Entries from a dataset
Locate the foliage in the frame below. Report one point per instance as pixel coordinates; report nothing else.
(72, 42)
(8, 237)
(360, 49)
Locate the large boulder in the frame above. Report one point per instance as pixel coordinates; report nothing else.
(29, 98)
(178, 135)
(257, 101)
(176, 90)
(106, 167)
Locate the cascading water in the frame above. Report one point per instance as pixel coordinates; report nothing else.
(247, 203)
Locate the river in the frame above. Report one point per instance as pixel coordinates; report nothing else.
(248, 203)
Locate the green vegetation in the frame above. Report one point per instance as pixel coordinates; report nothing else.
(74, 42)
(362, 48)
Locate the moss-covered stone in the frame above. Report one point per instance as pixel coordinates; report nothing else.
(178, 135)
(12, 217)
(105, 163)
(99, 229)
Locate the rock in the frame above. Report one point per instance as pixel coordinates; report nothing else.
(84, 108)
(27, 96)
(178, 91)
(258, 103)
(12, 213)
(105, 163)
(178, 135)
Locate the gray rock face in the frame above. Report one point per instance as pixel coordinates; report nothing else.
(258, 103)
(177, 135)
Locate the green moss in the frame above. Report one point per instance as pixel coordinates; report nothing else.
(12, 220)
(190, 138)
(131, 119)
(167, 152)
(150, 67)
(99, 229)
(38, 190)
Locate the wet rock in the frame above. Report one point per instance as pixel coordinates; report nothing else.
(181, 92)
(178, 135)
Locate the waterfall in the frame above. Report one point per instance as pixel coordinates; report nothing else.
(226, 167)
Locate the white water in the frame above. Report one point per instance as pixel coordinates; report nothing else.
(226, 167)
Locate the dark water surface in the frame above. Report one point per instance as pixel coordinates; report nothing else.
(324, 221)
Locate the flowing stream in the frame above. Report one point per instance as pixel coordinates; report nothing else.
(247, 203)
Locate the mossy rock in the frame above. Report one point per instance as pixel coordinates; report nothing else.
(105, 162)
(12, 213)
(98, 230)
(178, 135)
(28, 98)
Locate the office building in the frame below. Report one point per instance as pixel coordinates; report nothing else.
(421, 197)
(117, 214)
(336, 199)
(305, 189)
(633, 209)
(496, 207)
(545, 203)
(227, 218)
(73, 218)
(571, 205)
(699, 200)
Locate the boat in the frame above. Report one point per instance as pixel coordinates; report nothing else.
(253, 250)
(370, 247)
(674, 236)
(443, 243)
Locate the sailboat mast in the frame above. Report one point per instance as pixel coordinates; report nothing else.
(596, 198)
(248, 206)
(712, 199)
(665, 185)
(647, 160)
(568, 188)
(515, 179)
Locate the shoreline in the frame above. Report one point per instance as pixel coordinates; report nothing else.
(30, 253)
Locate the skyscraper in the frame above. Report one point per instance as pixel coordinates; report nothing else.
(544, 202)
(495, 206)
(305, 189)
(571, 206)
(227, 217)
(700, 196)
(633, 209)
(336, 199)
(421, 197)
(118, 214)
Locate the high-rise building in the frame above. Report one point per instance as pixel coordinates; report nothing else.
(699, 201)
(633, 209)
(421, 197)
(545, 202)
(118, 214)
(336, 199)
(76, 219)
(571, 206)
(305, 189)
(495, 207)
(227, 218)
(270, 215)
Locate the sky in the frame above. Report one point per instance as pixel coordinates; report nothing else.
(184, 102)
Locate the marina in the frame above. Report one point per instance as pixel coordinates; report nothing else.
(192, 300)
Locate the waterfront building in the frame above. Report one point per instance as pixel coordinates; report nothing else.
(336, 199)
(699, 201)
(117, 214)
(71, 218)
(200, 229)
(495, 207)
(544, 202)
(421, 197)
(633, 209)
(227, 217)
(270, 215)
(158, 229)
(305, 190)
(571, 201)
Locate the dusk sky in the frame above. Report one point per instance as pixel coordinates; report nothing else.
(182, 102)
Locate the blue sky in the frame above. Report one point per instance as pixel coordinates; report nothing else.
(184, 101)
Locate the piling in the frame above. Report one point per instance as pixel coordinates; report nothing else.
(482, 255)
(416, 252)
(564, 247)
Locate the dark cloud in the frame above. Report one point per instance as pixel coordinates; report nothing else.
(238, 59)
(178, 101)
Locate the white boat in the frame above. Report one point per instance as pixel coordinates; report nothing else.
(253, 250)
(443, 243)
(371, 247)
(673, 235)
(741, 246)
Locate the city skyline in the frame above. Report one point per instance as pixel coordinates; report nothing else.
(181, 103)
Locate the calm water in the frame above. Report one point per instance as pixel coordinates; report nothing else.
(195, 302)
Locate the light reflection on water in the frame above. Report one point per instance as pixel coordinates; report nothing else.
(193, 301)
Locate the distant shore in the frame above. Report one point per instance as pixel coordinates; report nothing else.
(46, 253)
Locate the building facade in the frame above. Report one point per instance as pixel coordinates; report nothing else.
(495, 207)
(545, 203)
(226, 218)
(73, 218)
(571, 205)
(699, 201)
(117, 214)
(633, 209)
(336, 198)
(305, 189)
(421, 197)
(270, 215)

WHAT IS EXPECTED: Can you format all of the data above as a Markdown table with two columns, "Row" for the row number and "Text" for the line, skipping any blank lines?

SOLUTION TO THIS EXERCISE:
| Row | Text |
|---|---|
| 1 | Locate the foliage in the frame below. Report one point per instance as pixel coordinates; report nothing else. |
| 2 | (72, 42) |
| 3 | (8, 237) |
| 4 | (360, 49) |
| 5 | Locate the large boulder in the frame above. Report one point per instance as pixel coordinates; report nothing else. |
| 6 | (29, 98) |
| 7 | (178, 135) |
| 8 | (257, 101) |
| 9 | (176, 90) |
| 10 | (106, 167) |
| 11 | Locate the cascading water in the frame above. Report one point per instance as pixel coordinates; report nothing else. |
| 12 | (247, 203) |
| 13 | Locate the river in the frame above. Report one point per instance as pixel coordinates; report nothing else. |
| 14 | (248, 203) |
| 15 | Locate the green vegetation in the frame above. Report one point per instance as pixel coordinates; report nothing else. |
| 16 | (74, 42) |
| 17 | (362, 48) |
| 18 | Locate the moss-covered stone in the frame above. Report one point per instance as pixel coordinates; report nothing else. |
| 19 | (178, 135) |
| 20 | (12, 217) |
| 21 | (105, 163) |
| 22 | (99, 229) |
| 23 | Locate the rock in the frame above. Report one point per instance as pixel coordinates; report nothing else. |
| 24 | (84, 108) |
| 25 | (27, 96) |
| 26 | (178, 91) |
| 27 | (258, 103) |
| 28 | (12, 213) |
| 29 | (105, 163) |
| 30 | (178, 135) |
| 31 | Locate the gray rock face in the frame above. Report one point per instance as pixel coordinates; report nothing else. |
| 32 | (258, 103) |
| 33 | (177, 135) |
| 34 | Locate the green moss in the frame above. Report one point per instance as pixel coordinates; report nothing else. |
| 35 | (12, 220) |
| 36 | (190, 138) |
| 37 | (131, 119) |
| 38 | (167, 152) |
| 39 | (150, 67) |
| 40 | (99, 229) |
| 41 | (38, 190) |
| 42 | Locate the wet rock in the frame above. Report one point per instance as pixel coordinates; report nothing else. |
| 43 | (181, 92) |
| 44 | (178, 135) |
| 45 | Locate the waterfall in the frame above. Report one point per instance as pixel coordinates; report nothing else. |
| 46 | (226, 167) |
| 47 | Locate the white water in the frame above. Report one point per instance as pixel coordinates; report nothing else. |
| 48 | (226, 167) |
| 49 | Locate the dark water surface in the frame above. Report one point per instance as pixel coordinates; report nothing else. |
| 50 | (324, 221) |
| 51 | Locate the flowing stream in the frame above. Report one point per instance as pixel coordinates; report nothing else. |
| 52 | (247, 203) |
| 53 | Locate the mossy rock in the frame above. Report one point per instance as pixel coordinates; report nothing else. |
| 54 | (105, 162) |
| 55 | (12, 213) |
| 56 | (98, 230) |
| 57 | (178, 135) |
| 58 | (28, 98) |
| 59 | Locate the office building in the frame below. Report one point per instance as pixel coordinates; report nothing else. |
| 60 | (421, 197) |
| 61 | (117, 214) |
| 62 | (336, 199) |
| 63 | (305, 189) |
| 64 | (633, 209) |
| 65 | (496, 207) |
| 66 | (545, 203) |
| 67 | (227, 218) |
| 68 | (73, 218) |
| 69 | (571, 205) |
| 70 | (699, 200) |
| 71 | Locate the boat in the frame above. Report one point per instance as pixel coordinates; report nothing else. |
| 72 | (253, 250) |
| 73 | (370, 247) |
| 74 | (674, 236) |
| 75 | (443, 243) |
| 76 | Locate the sailboat mast in the frame above. Report one point per instance as pixel coordinates; report nothing else. |
| 77 | (596, 198) |
| 78 | (248, 206) |
| 79 | (712, 199) |
| 80 | (665, 185) |
| 81 | (647, 160) |
| 82 | (568, 188) |
| 83 | (515, 179) |
| 84 | Locate the shoreline in the frame above. Report one point per instance as pixel coordinates; report nothing else. |
| 85 | (30, 253) |
| 86 | Locate the skyscraper in the frame above. Report one point per instance as pixel coordinates; report nothing else. |
| 87 | (544, 202) |
| 88 | (495, 206) |
| 89 | (305, 189) |
| 90 | (571, 206) |
| 91 | (227, 217) |
| 92 | (700, 196) |
| 93 | (633, 209) |
| 94 | (336, 199) |
| 95 | (421, 197) |
| 96 | (118, 214) |
| 97 | Locate the high-rise building in the frame above. Report one point per instance as pixel coordinates; report nothing else. |
| 98 | (699, 201) |
| 99 | (633, 209) |
| 100 | (421, 197) |
| 101 | (545, 202) |
| 102 | (118, 214) |
| 103 | (336, 199) |
| 104 | (76, 219) |
| 105 | (571, 206) |
| 106 | (305, 189) |
| 107 | (495, 207) |
| 108 | (227, 218) |
| 109 | (270, 215) |
| 110 | Locate the sky in the frame above. Report one point per instance as pixel coordinates; report nothing else. |
| 111 | (184, 102) |
| 112 | Locate the marina in the frame above. Report one point per instance as pixel coordinates; report nothing else. |
| 113 | (192, 300) |
| 114 | Locate the waterfront building in the frame above. Report one point per instance as pixel coordinates; report nothing else. |
| 115 | (336, 199) |
| 116 | (699, 201) |
| 117 | (117, 214) |
| 118 | (71, 218) |
| 119 | (200, 229) |
| 120 | (495, 207) |
| 121 | (544, 202) |
| 122 | (421, 197) |
| 123 | (633, 209) |
| 124 | (227, 217) |
| 125 | (270, 215) |
| 126 | (158, 229) |
| 127 | (305, 190) |
| 128 | (571, 201) |
| 129 | Locate the dusk sky in the frame above. Report one point per instance as pixel coordinates; report nothing else. |
| 130 | (182, 102) |
| 131 | Locate the blue sky in the frame above. Report one point per instance as pixel coordinates; report nothing else. |
| 132 | (184, 101) |
| 133 | Locate the piling in the frame above. Report one point per instance as pixel coordinates; report nothing else. |
| 134 | (482, 255) |
| 135 | (416, 252) |
| 136 | (564, 247) |
| 137 | Locate the dark cloud in the frame above. Report one point per instance as pixel coordinates; report nothing else. |
| 138 | (238, 59) |
| 139 | (178, 101) |
| 140 | Locate the white boat in the frame above. Report one point per instance as pixel coordinates; report nothing else. |
| 141 | (253, 250) |
| 142 | (443, 243) |
| 143 | (371, 247) |
| 144 | (673, 235) |
| 145 | (741, 246) |
| 146 | Locate the city skyline in the frame above. Report one point per instance as pixel coordinates; report nothing else. |
| 147 | (181, 103) |
| 148 | Locate the calm water in the frame above. Report one point per instance as pixel coordinates; report nothing else. |
| 149 | (195, 302) |
| 150 | Locate the light reflection on water in the frame above. Report one point per instance as pixel coordinates; report nothing else. |
| 151 | (193, 301) |
| 152 | Locate the distant shore in the frame above. Report one point per instance as pixel coordinates; report nothing else. |
| 153 | (46, 253) |
| 154 | Locate the building facade in the frame above. Report one point per instance as pixel coordinates; report nothing else. |
| 155 | (495, 207) |
| 156 | (545, 203) |
| 157 | (226, 218) |
| 158 | (73, 218) |
| 159 | (571, 205) |
| 160 | (699, 201) |
| 161 | (117, 214) |
| 162 | (633, 209) |
| 163 | (336, 198) |
| 164 | (305, 189) |
| 165 | (421, 197) |
| 166 | (270, 215) |